Task requirements:
Take the line that has "Drop one point per instance of the flower head." and all the lines that come after it in the records, and write them out again exactly. Add no other line.

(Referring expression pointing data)
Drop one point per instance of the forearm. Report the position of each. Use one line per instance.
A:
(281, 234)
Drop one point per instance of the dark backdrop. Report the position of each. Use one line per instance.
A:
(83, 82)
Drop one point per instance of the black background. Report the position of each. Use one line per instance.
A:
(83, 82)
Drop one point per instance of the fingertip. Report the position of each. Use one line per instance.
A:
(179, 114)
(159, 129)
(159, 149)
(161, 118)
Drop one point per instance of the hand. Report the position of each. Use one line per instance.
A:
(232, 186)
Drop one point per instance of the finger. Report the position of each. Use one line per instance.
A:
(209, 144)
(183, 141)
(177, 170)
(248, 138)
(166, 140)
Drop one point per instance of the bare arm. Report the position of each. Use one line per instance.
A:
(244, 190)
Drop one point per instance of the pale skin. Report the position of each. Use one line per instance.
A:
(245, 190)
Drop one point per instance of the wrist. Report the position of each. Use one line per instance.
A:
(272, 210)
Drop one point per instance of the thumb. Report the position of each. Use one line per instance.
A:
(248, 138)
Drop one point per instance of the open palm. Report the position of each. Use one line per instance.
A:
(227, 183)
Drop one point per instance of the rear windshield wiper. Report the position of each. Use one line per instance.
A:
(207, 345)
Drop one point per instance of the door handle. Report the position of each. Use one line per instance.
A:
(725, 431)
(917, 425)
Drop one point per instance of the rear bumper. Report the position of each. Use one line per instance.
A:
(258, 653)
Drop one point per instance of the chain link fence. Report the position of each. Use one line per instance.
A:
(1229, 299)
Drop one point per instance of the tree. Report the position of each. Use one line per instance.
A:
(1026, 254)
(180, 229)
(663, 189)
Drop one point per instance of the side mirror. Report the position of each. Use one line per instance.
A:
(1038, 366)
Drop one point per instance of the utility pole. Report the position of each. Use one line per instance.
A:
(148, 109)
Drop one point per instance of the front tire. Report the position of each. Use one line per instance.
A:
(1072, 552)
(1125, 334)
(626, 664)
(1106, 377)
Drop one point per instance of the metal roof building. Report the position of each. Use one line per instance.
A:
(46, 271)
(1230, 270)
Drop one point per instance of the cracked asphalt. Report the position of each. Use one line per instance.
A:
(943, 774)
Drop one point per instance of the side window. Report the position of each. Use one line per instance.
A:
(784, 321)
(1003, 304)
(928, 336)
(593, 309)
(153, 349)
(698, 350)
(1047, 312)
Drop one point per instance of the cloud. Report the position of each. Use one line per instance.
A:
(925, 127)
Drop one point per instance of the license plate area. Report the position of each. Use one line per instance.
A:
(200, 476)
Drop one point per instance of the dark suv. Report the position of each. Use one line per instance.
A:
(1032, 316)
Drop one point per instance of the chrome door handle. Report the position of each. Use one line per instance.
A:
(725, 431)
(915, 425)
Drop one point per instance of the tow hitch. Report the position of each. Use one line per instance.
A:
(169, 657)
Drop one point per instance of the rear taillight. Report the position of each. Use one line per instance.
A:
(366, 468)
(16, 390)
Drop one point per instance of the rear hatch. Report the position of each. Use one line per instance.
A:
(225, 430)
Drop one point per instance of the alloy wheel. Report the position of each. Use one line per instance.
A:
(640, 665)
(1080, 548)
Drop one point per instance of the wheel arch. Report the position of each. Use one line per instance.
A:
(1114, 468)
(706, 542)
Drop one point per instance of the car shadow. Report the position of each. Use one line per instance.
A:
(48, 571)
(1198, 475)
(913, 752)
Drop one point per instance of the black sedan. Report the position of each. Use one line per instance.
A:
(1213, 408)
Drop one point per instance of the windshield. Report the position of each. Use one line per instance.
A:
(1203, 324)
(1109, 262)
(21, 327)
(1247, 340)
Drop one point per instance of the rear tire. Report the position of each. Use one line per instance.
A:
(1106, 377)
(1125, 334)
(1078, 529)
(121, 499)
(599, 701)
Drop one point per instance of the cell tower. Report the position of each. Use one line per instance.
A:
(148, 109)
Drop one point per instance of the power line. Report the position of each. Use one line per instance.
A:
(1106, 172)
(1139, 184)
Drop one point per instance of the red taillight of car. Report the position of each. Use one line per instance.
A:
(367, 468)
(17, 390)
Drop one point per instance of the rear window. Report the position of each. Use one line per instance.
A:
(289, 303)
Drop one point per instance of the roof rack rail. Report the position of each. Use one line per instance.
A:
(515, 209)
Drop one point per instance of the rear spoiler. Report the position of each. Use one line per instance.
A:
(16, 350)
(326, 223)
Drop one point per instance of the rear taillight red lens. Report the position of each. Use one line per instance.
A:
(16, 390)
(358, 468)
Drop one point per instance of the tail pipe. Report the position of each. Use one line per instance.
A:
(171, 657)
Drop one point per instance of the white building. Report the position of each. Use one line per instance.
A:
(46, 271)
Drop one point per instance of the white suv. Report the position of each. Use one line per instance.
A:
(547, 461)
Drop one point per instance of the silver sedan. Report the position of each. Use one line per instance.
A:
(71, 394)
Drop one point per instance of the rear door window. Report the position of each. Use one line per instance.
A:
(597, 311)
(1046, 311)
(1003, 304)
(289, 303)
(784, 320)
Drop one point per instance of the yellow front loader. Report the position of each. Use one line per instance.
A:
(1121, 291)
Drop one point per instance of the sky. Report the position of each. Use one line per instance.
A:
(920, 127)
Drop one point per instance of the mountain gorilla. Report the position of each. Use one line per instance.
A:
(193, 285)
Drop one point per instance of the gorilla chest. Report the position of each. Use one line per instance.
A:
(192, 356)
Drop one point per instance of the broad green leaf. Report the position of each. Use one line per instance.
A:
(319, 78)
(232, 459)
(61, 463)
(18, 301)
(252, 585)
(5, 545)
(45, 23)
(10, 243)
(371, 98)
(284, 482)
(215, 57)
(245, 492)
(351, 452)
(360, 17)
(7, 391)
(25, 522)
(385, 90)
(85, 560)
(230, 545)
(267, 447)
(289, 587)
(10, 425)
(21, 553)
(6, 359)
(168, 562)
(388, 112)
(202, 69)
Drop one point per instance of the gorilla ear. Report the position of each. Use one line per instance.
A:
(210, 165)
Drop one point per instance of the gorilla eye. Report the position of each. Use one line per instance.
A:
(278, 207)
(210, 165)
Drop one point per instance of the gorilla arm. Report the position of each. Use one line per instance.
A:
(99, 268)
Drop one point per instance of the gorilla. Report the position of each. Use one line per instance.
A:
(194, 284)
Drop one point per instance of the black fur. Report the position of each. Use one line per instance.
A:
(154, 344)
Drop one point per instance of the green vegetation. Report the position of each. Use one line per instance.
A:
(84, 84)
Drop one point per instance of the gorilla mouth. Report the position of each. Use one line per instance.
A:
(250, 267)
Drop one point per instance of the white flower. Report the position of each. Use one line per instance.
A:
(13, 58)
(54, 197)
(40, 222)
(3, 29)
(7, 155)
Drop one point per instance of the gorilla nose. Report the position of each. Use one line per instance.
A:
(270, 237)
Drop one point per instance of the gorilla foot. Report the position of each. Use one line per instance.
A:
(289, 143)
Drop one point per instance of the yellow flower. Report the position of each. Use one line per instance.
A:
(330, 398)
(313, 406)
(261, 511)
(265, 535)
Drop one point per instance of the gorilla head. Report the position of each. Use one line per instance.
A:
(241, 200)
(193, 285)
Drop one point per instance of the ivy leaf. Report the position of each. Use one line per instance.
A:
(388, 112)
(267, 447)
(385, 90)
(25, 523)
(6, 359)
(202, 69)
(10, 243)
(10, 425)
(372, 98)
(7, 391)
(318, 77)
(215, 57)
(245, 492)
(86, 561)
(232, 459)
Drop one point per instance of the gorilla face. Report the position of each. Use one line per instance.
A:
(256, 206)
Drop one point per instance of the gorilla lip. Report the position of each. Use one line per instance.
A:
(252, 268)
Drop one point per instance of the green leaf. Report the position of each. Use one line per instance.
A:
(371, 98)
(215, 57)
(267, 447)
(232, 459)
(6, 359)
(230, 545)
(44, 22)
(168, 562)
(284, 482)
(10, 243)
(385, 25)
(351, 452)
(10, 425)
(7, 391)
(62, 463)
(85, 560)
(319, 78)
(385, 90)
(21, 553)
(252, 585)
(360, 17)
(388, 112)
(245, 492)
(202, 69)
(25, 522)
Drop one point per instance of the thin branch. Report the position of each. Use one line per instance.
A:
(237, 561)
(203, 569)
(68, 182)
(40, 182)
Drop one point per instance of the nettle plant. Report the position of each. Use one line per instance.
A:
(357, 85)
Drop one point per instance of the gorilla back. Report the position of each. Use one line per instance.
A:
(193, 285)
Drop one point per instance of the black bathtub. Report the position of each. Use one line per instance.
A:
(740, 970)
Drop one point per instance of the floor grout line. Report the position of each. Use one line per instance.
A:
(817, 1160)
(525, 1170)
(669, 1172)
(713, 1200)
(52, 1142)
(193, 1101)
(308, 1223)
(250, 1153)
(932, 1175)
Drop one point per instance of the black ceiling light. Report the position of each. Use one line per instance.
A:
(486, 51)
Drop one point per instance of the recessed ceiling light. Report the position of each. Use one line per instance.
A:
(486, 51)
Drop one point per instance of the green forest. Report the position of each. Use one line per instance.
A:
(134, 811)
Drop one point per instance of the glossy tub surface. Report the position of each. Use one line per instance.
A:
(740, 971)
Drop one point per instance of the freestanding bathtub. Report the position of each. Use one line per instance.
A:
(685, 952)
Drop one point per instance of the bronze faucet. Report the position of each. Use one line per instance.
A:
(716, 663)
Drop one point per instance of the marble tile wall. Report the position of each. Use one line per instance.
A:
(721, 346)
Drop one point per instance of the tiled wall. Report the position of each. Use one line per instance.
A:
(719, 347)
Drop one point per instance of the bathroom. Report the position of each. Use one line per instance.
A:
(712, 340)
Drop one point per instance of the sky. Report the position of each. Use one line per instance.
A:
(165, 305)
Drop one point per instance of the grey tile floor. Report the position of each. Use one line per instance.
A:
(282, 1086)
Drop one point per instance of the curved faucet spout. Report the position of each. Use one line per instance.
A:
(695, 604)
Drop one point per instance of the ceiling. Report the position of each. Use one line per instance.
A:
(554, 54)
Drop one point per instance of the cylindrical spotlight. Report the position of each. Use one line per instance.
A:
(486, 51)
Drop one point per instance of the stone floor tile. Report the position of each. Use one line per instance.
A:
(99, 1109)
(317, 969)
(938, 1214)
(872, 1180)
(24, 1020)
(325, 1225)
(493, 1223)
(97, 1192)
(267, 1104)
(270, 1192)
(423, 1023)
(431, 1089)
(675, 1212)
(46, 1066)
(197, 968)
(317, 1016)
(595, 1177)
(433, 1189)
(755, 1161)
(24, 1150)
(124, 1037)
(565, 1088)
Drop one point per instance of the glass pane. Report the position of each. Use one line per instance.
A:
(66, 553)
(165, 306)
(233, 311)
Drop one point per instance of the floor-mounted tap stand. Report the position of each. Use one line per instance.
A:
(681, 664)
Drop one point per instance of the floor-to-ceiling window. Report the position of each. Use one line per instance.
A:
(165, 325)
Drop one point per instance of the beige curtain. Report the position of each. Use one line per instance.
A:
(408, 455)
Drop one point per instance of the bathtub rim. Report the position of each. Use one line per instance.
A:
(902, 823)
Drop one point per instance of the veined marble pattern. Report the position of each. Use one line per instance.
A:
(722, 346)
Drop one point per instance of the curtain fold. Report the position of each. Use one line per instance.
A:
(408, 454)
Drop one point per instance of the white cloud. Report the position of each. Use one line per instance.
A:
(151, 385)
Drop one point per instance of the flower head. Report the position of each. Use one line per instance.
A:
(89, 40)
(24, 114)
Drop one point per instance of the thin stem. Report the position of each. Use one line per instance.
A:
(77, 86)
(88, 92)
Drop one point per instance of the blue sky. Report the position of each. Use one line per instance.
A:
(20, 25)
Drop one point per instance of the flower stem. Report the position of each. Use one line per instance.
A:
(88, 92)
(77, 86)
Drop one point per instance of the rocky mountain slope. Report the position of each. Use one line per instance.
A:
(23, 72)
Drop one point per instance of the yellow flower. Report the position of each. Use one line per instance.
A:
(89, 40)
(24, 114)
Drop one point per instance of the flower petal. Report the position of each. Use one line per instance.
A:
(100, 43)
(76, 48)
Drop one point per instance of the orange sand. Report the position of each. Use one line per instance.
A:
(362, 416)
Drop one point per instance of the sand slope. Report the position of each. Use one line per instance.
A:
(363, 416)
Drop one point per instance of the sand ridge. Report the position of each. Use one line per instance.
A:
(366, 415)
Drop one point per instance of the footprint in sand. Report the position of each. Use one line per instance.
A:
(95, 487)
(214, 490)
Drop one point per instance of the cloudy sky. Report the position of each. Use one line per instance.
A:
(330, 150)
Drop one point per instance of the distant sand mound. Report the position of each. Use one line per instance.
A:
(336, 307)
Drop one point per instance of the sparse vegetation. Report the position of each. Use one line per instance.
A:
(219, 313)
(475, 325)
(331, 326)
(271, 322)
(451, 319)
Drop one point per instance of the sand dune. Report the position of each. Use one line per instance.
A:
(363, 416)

Solution to this problem:
Drop one point per instance of the flower head. Report the position of each. Use one line per instance.
A:
(89, 40)
(24, 114)
Drop one point per instance of the thin stem. Report the position of each. Use one line per instance.
A:
(77, 86)
(88, 92)
Drop one point per instance of the blue sky. Report the position of each. Use one line per instance.
A:
(20, 25)
Drop one point per instance of the flower stem. Report the position of each. Use one line per instance.
A:
(88, 92)
(77, 86)
Drop one point per instance of the rocky mountain slope. Report the position of each. Use one line per instance.
A:
(23, 72)
Drop one point per instance of the yellow flower. Report the position of each. Use one line per instance.
A:
(89, 40)
(24, 114)
Drop one point per instance of the flower petal. Report the position of each. Use one line per instance.
A:
(100, 43)
(76, 48)
Drop one point per instance of the orange sand. Report the position of each. Use one line per instance.
A:
(362, 416)
Drop one point per instance of the sand slope. Report the position of each. Use one line per instance.
A:
(363, 416)
Drop one point per instance of the sand ridge. Report the position of each. Use one line per instance.
A:
(366, 415)
Drop one point per instance of the footprint in sand. Report the position of each. Use one line per instance.
A:
(95, 487)
(214, 490)
Drop one point per instance of the cloudy sky. Report the position of each. Use one line per instance.
A:
(330, 150)
Drop one point per instance of the distant sand mound. Report the position of each. Use one line per instance.
A:
(336, 307)
Drop one point per instance of the sparse vegetation. Report the position of each. Use one line per instance.
A:
(219, 313)
(475, 325)
(331, 326)
(271, 322)
(451, 319)
Drop one point per instance of the sand dune. Report the position of each. Use one line per instance.
A:
(363, 416)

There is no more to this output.